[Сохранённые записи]
□ □ □ □

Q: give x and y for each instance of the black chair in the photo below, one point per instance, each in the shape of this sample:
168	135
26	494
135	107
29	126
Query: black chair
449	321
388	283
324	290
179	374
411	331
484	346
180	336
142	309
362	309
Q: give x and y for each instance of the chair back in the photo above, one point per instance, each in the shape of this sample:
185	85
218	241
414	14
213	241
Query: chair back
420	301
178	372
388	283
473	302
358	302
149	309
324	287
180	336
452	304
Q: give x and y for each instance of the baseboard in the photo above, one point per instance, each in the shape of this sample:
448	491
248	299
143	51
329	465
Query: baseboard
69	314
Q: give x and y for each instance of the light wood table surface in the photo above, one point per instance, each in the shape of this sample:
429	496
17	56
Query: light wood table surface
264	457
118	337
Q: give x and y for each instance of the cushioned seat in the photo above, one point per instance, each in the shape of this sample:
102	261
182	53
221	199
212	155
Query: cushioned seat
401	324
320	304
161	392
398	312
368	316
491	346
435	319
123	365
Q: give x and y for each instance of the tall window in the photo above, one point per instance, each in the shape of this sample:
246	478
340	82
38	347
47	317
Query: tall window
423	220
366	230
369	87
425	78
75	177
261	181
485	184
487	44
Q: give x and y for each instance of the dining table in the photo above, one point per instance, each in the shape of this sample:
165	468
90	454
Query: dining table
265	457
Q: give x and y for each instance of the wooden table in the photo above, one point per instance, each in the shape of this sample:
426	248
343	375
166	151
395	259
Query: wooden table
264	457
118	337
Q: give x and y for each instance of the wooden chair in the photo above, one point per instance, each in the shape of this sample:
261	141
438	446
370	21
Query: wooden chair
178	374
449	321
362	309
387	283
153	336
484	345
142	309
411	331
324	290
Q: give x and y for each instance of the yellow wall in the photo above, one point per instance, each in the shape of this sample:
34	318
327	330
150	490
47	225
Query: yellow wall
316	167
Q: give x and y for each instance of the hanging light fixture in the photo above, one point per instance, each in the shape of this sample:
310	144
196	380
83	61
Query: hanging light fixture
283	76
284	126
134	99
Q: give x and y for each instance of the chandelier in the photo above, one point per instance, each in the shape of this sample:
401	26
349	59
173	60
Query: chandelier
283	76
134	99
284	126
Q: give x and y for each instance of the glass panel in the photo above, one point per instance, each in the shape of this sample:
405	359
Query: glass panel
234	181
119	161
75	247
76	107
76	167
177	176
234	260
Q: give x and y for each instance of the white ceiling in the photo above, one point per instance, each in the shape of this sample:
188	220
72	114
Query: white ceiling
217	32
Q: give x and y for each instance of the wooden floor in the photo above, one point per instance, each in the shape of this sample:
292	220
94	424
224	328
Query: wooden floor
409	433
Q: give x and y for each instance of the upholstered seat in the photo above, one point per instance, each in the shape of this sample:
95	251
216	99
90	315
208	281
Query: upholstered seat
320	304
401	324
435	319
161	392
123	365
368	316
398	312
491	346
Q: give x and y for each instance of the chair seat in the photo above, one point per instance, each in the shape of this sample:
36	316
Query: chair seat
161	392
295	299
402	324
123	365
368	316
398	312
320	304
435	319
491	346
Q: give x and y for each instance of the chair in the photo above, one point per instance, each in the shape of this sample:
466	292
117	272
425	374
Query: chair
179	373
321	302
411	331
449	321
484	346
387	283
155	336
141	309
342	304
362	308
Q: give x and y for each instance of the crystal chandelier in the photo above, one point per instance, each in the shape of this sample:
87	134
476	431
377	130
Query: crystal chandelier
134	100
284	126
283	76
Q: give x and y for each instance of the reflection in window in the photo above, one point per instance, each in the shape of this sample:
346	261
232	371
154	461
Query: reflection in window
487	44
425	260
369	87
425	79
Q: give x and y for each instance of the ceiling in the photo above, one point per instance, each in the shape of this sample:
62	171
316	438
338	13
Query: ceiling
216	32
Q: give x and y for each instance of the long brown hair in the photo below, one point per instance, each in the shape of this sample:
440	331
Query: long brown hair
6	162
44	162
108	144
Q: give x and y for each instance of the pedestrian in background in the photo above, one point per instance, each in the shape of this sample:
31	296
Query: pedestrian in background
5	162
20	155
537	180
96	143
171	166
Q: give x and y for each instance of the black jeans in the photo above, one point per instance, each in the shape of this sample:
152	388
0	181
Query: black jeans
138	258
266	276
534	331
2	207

□ □ □ □

Формулировка задания:
Продублируйте весь материал выше целиком, сохранив каждую строку без изменений.

Ответ к упражнению:
Q: give x and y for each instance of the black chair in the photo below, one point per instance, each in the shape of this sample:
168	135
26	494
135	107
29	126
Query: black chair
449	321
388	283
324	290
179	374
411	331
484	346
180	336
142	309
362	309
Q: give x and y for each instance of the chair back in the photo above, one point per instance, each in the shape of this sample:
185	85
218	241
414	14
213	241
Query: chair back
420	301
178	372
388	283
473	302
358	302
149	309
324	287
180	336
452	304
Q: give x and y for each instance of the baseboard in the photo above, one point per instance, each in the shape of this sample:
448	491
248	299
143	51
329	465
Query: baseboard
69	314
Q: give x and y for each instance of the light wood table surface in the photo above, one point per instance, each in the shape of this sample:
429	496
17	56
Query: light wood table surface
264	457
118	337
Q: give x and y for each instance of the cushioned seat in the photo above, one point per instance, each in the shape of this sample:
102	261
182	53
221	199
212	155
Query: cushioned seat
401	324
320	304
161	392
398	312
368	316
491	346
435	319
123	365
Q: give x and y for each instance of the tall window in the photo above, one point per instance, each in the shape of this sample:
246	478
340	82
38	347
47	317
Query: tall window
423	220
366	230
369	87
425	78
75	177
261	181
485	184
487	44
Q: give x and y for each instance of the dining table in the photo above, one point per instance, each in the shape of this sample:
165	468
90	454
Query: dining table
265	457
Q: give x and y for each instance of the wooden table in the photo above, one point per instance, each in the shape of this sample:
426	248
343	375
166	151
395	259
Query: wooden table
264	457
118	337
Q: give x and y for each instance of the wooden chair in the photo above, one point per instance, each in the shape of this sample:
261	141
438	446
370	21
Query: wooden chair
178	374
449	321
362	309
387	283
153	336
484	345
142	309
411	331
324	290
Q: give x and y for each instance of the yellow wall in the photo above, one point per instance, each in the shape of this sample:
34	318
327	330
150	490
47	225
Query: yellow wall
316	167
Q: give x and y for each instance of the hanging light fixture in the photo above, one point per instance, each in the shape of this sample:
310	144
196	380
83	61
Query: hanging light fixture
283	76
284	126
134	99
Q: give x and y for each instance of the chandelier in the photo above, one point per instance, each in the shape of this sample:
401	26
349	59
173	60
Query: chandelier
283	76
134	99
284	126
Q: give x and y for each instance of the glass panel in the photo above, one point per instance, each in the shape of this sample:
405	359
Query: glass panel
234	181
119	161
75	247
76	107
76	167
177	176
234	260
Q: give x and y for each instance of the white ceiling in the photo above, one point per instance, each in the shape of this sample:
188	220
72	114
Query: white ceiling
217	32
Q: give x and y for each instance of the wooden floor in the photo above, one point per instance, each in the shape of this sample:
292	220
94	424
224	328
Query: wooden floor
409	433
Q: give x and y for each instance of the upholstered seat in the photo above, one point per instance, each in the shape of this sample:
95	251
216	99
90	315
208	281
Query: upholstered seat
320	304
401	324
435	319
161	392
123	365
368	316
398	312
491	346
Q: give x and y for each instance of the chair seat in the photo above, one point per instance, each in the shape of this sample:
36	316
Query: chair seat
161	392
295	299
402	324
123	365
368	316
398	312
320	304
435	319
491	346
Q: give x and y for each instance of the chair in the photo above, one point per instance, each in the shape of this sample:
466	292
117	272
425	374
Query: chair
179	373
321	302
411	331
449	321
484	346
387	283
155	336
141	309
342	304
362	308
Q: give x and y for each instance of the crystal chandelier in the photo above, one point per instance, each in the shape of this sample:
87	134
476	431
377	130
Query: crystal chandelier
134	100
284	126
283	76
Q: give x and y for each instance of the reflection in window in the photo above, one point per instance, each in the shape of this sample:
346	261
232	371
154	461
Query: reflection in window
487	44
425	260
369	87
425	79
Q: give x and y for each instance of the ceiling in the photo above, one point per instance, each in the shape of this sample:
62	171
316	438
338	13
Query: ceiling
216	32
Q: give x and y for each instance of the long brown hair in the photo below, one point per instance, each in the shape of this sample:
440	331
Query: long brown hair
6	162
44	162
108	144
Q: give x and y for each instance of the pedestrian in background in the photo above, one point per instance, each in the shape of this sample:
31	296
Query: pedestrian in background
5	162
20	155
537	180
96	143
171	166
Q: give x and y for each instance of the black jeans in the photo above, one point per instance, each in the shape of this sample:
152	388
0	181
Query: black jeans
138	258
266	276
534	331
2	207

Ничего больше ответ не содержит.